* [Given request]
Rescale the entries from the line with "Find the shaggy" to the line with "[(381, 267)]", both included, and give only those lines. Copy the text of each line as it stands, but multiply every x and y coordinate in the answers by 0.85 and round to whole numbers, with halves rounding up.

* [Excerpted records]
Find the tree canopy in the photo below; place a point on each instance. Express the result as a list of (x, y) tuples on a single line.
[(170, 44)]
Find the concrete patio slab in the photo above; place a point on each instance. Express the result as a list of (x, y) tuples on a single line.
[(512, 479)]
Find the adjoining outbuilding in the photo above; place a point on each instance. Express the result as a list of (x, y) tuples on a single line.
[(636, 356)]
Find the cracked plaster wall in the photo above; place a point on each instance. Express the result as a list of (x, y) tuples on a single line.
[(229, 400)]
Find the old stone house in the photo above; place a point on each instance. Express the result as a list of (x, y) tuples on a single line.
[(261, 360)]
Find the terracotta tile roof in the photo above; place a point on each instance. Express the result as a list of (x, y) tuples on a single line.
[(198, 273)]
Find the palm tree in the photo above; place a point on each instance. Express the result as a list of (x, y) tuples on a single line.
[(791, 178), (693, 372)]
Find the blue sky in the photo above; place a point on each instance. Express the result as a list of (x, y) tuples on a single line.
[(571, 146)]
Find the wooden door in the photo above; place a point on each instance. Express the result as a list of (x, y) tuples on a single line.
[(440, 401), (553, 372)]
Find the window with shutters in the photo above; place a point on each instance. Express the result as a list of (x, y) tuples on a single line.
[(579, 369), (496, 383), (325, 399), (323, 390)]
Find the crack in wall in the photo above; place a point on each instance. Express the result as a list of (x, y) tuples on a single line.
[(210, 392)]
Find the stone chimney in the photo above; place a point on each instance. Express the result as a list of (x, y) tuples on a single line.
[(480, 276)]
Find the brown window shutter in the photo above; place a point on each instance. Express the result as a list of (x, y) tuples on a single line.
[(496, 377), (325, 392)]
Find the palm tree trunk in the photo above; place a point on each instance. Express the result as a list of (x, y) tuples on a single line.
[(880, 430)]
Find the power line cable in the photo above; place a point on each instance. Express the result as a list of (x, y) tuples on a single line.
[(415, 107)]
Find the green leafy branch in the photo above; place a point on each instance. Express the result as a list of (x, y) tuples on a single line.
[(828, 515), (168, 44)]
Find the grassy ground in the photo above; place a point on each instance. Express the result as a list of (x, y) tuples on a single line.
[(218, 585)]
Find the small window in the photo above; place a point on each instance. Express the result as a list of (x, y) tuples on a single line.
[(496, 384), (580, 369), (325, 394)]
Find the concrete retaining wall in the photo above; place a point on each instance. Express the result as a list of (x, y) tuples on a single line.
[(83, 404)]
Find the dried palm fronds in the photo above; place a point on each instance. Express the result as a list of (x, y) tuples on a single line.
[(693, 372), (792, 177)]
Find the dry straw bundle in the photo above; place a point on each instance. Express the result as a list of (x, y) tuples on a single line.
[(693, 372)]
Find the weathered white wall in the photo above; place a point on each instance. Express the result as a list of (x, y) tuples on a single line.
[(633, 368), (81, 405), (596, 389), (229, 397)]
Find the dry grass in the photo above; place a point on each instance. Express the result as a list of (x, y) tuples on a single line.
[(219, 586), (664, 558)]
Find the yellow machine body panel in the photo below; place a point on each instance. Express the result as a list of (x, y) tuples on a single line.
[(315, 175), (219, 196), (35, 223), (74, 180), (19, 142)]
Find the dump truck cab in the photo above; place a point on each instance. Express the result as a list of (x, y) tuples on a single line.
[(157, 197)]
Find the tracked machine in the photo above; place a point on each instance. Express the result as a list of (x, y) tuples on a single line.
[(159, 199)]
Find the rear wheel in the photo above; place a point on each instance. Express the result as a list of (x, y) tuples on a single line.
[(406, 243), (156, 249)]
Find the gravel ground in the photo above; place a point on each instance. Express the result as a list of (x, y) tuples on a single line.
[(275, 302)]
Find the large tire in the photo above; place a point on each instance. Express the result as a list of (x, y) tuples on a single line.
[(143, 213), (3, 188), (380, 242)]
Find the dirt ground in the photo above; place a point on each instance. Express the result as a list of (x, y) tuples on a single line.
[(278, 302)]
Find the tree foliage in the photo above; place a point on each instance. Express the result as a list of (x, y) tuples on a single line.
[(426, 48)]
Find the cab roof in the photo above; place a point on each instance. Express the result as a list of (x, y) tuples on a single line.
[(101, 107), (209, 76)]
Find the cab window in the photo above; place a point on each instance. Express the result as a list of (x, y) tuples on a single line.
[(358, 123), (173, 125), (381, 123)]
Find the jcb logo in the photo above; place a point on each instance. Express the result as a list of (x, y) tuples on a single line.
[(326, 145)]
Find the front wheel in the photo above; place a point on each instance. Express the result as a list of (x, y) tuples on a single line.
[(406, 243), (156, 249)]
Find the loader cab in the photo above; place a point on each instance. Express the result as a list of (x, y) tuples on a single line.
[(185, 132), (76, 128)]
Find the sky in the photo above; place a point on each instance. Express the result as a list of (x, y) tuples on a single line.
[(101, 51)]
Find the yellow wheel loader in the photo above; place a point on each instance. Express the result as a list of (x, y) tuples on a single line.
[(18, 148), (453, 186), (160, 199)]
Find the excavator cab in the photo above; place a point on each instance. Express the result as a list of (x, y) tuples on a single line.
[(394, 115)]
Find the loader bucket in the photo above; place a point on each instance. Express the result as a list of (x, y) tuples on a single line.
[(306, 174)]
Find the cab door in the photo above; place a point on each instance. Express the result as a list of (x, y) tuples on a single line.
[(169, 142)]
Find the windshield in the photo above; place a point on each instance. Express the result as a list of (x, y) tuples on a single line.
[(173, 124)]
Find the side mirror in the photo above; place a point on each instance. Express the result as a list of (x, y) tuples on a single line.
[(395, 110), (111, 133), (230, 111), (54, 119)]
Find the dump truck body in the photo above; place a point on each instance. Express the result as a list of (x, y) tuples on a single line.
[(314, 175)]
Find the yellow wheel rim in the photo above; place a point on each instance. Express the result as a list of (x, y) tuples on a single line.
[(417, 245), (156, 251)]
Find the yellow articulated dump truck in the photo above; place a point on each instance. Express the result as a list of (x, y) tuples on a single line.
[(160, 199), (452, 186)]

==

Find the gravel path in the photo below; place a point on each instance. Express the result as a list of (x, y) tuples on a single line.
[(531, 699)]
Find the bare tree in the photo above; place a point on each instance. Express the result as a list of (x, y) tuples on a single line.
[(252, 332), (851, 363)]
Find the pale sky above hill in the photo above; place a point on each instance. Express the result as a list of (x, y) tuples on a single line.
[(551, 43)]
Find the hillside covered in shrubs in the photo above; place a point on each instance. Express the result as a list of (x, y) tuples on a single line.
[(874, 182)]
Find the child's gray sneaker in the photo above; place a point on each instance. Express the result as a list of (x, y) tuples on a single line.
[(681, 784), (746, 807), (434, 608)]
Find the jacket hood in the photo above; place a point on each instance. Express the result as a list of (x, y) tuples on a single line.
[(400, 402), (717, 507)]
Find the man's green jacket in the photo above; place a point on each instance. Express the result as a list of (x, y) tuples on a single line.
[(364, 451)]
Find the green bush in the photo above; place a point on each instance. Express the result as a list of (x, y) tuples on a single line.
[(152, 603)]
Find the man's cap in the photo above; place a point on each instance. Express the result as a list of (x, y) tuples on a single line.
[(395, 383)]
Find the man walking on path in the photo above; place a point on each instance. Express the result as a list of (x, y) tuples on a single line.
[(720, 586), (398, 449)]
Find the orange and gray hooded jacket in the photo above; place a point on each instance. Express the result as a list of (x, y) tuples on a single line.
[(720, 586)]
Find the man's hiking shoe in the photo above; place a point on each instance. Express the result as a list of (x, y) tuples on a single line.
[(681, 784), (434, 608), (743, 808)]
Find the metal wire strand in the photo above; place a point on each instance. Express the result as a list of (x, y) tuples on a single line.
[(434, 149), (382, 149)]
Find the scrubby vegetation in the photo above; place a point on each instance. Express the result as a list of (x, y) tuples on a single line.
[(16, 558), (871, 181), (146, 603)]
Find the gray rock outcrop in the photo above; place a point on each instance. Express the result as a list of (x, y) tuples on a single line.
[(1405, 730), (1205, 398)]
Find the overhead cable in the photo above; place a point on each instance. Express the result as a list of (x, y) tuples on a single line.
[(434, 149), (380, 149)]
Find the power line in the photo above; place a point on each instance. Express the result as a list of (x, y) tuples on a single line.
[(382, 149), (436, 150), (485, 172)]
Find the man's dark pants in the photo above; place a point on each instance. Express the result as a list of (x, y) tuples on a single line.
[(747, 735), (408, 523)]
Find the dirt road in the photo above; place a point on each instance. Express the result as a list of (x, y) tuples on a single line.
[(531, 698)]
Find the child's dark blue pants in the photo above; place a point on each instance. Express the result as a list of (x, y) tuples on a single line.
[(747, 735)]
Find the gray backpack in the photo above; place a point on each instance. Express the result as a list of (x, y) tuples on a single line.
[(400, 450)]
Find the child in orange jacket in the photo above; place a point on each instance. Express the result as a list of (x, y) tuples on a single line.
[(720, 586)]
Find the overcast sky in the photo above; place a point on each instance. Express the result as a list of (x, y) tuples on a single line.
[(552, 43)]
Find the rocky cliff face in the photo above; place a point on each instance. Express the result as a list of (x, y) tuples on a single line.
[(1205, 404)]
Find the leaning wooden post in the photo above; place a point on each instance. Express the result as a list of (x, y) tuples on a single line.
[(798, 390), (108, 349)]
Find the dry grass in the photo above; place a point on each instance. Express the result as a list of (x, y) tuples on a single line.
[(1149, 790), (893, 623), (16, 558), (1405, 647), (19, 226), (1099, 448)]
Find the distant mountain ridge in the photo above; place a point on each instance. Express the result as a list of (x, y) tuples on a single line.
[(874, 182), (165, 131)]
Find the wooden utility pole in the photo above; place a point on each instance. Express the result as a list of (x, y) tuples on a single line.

...

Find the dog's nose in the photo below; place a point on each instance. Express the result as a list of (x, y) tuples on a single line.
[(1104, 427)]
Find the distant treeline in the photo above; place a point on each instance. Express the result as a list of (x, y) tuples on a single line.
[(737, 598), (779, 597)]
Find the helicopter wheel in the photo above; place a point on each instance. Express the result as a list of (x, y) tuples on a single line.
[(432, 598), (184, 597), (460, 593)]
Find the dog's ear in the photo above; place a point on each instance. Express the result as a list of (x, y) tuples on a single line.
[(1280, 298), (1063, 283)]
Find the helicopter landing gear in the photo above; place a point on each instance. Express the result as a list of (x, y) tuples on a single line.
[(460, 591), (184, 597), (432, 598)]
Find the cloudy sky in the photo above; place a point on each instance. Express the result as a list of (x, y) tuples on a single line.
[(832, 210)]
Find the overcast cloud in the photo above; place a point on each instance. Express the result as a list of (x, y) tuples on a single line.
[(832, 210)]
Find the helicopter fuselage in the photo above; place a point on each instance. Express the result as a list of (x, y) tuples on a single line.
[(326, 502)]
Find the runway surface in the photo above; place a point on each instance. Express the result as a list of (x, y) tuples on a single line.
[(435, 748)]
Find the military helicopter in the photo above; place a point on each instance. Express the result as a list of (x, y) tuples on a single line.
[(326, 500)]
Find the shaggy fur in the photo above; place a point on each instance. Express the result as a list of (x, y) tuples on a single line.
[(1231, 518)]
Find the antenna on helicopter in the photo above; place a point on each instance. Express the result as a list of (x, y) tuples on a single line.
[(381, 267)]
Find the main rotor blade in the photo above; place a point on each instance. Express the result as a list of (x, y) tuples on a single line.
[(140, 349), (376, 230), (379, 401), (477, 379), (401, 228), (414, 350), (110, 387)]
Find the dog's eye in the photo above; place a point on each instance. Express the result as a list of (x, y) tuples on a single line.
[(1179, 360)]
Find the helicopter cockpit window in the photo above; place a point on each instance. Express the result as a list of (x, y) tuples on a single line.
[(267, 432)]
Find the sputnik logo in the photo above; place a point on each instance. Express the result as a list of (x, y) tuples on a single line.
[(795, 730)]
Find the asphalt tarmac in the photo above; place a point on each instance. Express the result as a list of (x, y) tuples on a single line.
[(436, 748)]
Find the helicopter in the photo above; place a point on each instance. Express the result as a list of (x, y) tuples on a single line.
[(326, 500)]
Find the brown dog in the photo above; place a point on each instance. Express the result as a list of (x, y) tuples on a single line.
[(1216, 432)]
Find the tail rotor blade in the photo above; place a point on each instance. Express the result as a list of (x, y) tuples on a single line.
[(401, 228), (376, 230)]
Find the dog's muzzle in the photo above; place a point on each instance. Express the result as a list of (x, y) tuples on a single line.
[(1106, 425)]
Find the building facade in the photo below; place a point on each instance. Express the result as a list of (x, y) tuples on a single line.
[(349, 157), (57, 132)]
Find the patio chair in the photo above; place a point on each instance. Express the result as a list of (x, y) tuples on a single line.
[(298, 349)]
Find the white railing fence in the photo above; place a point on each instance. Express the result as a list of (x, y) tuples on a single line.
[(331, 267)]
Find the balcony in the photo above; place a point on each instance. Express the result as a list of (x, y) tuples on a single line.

* [Correct answer]
Find the shaggy fur in the photo above; place a point on each instance. Express the result as a list of (x, y) tuples on a single line.
[(1046, 440)]
Find the antenna on helicopter in the photo above; place a point on each instance. Express the result as a list of (x, y) tuples on a single line.
[(324, 227)]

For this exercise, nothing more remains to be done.